▸ **本文**
┄┄┄┄┄┄┄┄┄┄┄┄┄┄┄┄┄┄┄┄
○安宅
委員 私は、
日本社会党を代表し、ただいま議題となりました
昭和四十七年度
一般会計補正予算(第1号)、同
特別会計補正予算(特第1号)及び同
政府関係機関補正予算(機第1号)各案に反対し、
日本社会党、公明党、民社党の三党共同で一提案いたしております、右
政府三案を撤回のうえ編成替えを求めるの動議に賛成の討論を行ないます。
まず、初めに申し上げておきたいことは、いま
わが国の経済は、自民党
政府が長い間取り続けてきた大企業中心、生産第一主義、
国民生活軽視、人間そのものを忘れた高度成長政策の矛盾が一ぺんに爆発し、公害、物価高、交通事故、過疎過密、富と所得の不公平の拡大というようなさまざまの問題を引き起こしております。そうして、内には生産過剰による不況と、外には円切り上げに追い込まれる、こういうような、従来のような景気対策では乗り切れなくなってきており、これまでの経済政策を、
国民の生活と福祉優先の政策に根本的に転換しなければならない大きな曲がりかどに来ている、こういうことであります。
言うまでもなく、このような事態を招いたのは、自民党
政府の一枚看板である高度経済成長が、勤労者の低賃金と合理化を土台にして公害をたれ流しにし、西欧各国の三分の一という低い社会保障をそのままこれを放置し、
国民の生活環境整備をあと回しにして、農業や中小企業を押しつぶすなど、まさに
国民生活を犠牲にして進められた結果であり、大企業と一部の金持ちの階層だけが栄えて、その陰に
国民の幸福は踏みにじられてしまっているのであります。
この根本的な矛盾を解決する道は、何よりもまず大企業優先、人間不在の政策を転換し、物価の抑制、公害の追放、住宅、生活環境の整備、老齢年金その他社会保障の充実によって、
国民の命と暮らしを守る経済に切りかえることが先決であるといわなければなりません。
しかるに、今回の
政府の
昭和四十七年度補正
予算案及び第二次財政投融資追加は、福祉優先の政策とは名ばかりであり、福祉の強化や円切り上げ回避には何ら役立たず、かえって三千六百億円に及ぶ大型公債発行の追加増発を軸として、巨額の公共投資を行ない、景気を刺激し、物価値上がりを招く、大企業優先、福祉優先とは縁もゆかりもない、
国民生活無視のインフレ
予算となっているのであります。
このことは、
日本列島をセメントとブルドーザーで踏みにじり、いわゆる高度成長を性こりもなく継続し、公共投資を拡大させて景気刺激を行ない、
日本列島を総公害化しようとする、えたいの知れない
日本列島改造論と軌を一にするものであり、明らかに財政を中心として、大資本のための高成長を続けようとする、きわめて危険なやり方であるといわなければならないのであります。
このような
立場から、まず第一に、すでに景気回復が予想され、本年度の成長率は名目一四・八%もの伸びとなり、しかも消費者物価だけでなく、卸売り物価が大幅に上昇傾向を見せているにもかかわらず、三千六百億円という巨額の実質的な赤字公債の増発によって大型補正
予算を組み、これを財源として巨額の公共投資を行なうことは、言うまでもなく物価高を促進し、インフレを招く危険が十分であるといわなければならないのであります。
┄┄┄┄┄┄┄┄┄┄┄┄┄┄┄┄┄┄┄┄
▸ **課題 A**
この討論で、高度成長政策の矛盾が一度に爆発して引き起こしているとされる問題をすべて挙げてください。
▸ **課題 B**
この討論によると、本年度の成長率は名目で何%の伸びになるとされていますか。

▸ **物体の位置に関するデータセットの記録**
┄┄┄┄┄┄┄┄┄┄┄┄┄┄┄┄┄┄┄┄
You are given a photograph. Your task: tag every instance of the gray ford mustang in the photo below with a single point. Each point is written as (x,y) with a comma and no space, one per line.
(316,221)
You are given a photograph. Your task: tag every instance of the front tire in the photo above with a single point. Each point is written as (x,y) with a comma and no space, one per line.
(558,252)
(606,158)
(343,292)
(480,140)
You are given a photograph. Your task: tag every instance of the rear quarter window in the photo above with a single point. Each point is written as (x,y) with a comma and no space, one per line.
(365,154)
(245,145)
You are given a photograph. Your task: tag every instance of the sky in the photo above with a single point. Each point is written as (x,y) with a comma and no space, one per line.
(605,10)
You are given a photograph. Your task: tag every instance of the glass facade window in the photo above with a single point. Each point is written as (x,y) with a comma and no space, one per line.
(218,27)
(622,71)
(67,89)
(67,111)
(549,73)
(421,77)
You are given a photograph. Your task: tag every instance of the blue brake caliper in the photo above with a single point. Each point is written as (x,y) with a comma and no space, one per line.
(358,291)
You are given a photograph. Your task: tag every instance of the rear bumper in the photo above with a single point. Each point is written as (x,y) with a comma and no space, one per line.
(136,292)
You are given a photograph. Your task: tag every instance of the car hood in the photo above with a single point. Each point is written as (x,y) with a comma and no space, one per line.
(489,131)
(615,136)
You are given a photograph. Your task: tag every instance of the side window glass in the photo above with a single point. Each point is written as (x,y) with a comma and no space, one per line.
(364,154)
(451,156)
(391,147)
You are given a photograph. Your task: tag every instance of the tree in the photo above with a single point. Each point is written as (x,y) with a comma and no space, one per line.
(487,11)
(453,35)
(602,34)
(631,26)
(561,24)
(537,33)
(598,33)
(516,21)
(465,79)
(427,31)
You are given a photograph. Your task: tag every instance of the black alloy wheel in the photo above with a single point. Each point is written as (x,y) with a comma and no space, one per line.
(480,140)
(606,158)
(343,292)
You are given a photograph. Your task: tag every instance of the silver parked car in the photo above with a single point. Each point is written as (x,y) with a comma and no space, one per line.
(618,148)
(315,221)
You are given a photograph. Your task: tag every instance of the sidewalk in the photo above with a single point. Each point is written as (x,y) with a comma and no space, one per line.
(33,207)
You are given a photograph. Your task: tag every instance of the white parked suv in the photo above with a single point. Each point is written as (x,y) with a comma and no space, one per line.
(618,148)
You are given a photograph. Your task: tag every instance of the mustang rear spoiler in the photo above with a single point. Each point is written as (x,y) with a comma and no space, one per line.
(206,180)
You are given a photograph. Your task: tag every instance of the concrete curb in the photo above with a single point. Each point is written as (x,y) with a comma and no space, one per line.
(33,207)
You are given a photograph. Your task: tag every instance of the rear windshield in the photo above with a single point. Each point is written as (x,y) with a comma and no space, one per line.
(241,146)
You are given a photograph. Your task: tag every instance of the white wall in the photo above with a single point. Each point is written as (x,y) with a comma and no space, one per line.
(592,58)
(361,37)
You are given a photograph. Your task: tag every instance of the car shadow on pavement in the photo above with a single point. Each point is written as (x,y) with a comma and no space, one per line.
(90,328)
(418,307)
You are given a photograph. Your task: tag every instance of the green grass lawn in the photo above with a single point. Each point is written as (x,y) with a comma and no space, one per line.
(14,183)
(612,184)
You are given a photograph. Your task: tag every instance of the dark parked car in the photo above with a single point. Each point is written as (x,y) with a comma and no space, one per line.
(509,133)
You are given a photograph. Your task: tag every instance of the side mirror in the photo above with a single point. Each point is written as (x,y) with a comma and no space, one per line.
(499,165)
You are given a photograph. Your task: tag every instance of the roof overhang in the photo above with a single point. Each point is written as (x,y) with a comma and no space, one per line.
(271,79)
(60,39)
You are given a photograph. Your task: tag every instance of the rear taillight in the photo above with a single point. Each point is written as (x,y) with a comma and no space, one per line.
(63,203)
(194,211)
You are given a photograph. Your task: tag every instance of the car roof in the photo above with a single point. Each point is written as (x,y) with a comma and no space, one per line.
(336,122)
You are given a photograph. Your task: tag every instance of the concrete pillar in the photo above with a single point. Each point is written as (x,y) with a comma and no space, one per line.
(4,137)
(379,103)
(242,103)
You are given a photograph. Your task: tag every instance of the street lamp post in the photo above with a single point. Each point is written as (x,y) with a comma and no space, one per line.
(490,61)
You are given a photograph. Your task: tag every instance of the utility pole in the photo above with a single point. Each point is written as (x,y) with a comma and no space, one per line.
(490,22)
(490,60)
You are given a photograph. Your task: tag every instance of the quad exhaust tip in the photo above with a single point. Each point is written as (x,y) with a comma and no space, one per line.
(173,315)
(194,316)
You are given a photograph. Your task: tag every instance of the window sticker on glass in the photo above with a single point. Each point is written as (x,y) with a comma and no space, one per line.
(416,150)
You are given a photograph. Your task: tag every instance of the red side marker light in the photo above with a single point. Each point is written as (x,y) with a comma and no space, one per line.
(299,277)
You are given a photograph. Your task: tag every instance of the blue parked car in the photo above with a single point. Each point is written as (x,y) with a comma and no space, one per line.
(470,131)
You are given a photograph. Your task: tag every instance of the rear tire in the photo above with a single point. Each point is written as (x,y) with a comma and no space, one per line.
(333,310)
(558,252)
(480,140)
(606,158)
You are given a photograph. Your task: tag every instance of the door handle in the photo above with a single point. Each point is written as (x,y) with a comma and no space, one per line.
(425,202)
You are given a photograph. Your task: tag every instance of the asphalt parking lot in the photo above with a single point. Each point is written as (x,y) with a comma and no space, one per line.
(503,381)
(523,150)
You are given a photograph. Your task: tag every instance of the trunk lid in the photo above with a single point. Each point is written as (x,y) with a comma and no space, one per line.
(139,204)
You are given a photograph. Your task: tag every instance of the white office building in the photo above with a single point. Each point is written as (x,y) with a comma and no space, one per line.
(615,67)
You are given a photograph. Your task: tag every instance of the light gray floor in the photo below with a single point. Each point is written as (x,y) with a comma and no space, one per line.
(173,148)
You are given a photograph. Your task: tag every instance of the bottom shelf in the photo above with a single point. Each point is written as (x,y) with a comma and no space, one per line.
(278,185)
┄┄┄┄┄┄┄┄┄┄┄┄┄┄┄┄┄┄┄┄
▸ **解答 A**
公害、物価高、交通事故、過疎過密、富と所得の不公平の拡大

▸ **解答 B**
名目一四・八%の伸びです。